**Prompt**
Nothing in the data should change when you return it, but leave the pictures out.

[[ Data to process open ]]

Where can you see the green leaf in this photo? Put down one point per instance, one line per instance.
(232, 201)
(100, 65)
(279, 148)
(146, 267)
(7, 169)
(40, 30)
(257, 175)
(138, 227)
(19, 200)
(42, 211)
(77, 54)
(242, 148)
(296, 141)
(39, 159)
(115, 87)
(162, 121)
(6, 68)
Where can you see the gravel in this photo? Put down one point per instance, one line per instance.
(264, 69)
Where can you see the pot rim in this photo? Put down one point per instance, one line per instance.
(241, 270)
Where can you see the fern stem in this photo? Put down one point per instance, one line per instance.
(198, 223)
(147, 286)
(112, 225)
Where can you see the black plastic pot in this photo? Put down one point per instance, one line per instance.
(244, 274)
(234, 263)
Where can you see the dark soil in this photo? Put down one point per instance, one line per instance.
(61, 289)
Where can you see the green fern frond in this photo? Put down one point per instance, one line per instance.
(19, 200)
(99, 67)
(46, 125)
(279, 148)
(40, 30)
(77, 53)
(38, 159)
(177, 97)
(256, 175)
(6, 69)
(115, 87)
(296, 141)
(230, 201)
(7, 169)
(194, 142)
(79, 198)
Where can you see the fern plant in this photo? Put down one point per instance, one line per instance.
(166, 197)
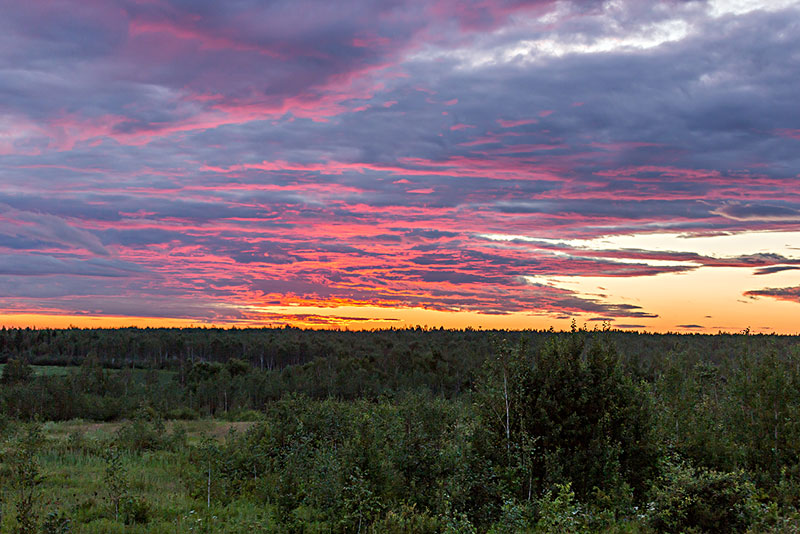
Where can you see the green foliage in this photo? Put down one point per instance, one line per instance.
(135, 510)
(23, 475)
(115, 480)
(565, 413)
(56, 522)
(16, 371)
(686, 499)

[[ Data to process closed ]]

**Answer space**
Where can you see the green leaf in this photo? Put down one point per instance, one line per instance.
(232, 201)
(100, 65)
(279, 148)
(146, 267)
(7, 169)
(40, 30)
(257, 175)
(138, 227)
(19, 200)
(42, 211)
(77, 54)
(242, 148)
(296, 141)
(39, 159)
(115, 87)
(162, 121)
(6, 68)
Where can you see the gravel in this photo? Put down one point per instance, one line per instance.
(264, 69)
Where can you see the pot rim in this photo? Put down one point per instance, one line per instance.
(241, 270)
Where can you see the fern stem in this photo? Put down one point per instance, one line per instance.
(198, 223)
(147, 286)
(112, 225)
Where can you see the black plastic pot in this photo? Put down one point per instance, one line per instance.
(244, 274)
(234, 263)
Where can you see the dark soil in this photo? Put down one point per instance, one line per instance.
(61, 289)
Where can you see the green fern frond in this photo? Put down one point per instance, one line per instance.
(19, 200)
(99, 67)
(46, 125)
(279, 148)
(40, 30)
(77, 53)
(38, 159)
(177, 97)
(256, 175)
(6, 69)
(115, 87)
(296, 141)
(230, 201)
(7, 169)
(194, 142)
(79, 198)
Where can you see the fern plant in this photo? Put down one point per instance, one line per instance.
(166, 197)
Where can you see the green foliage in this photo? Put down one point per instance, one line per instance.
(135, 510)
(23, 475)
(115, 480)
(565, 413)
(56, 522)
(16, 371)
(686, 499)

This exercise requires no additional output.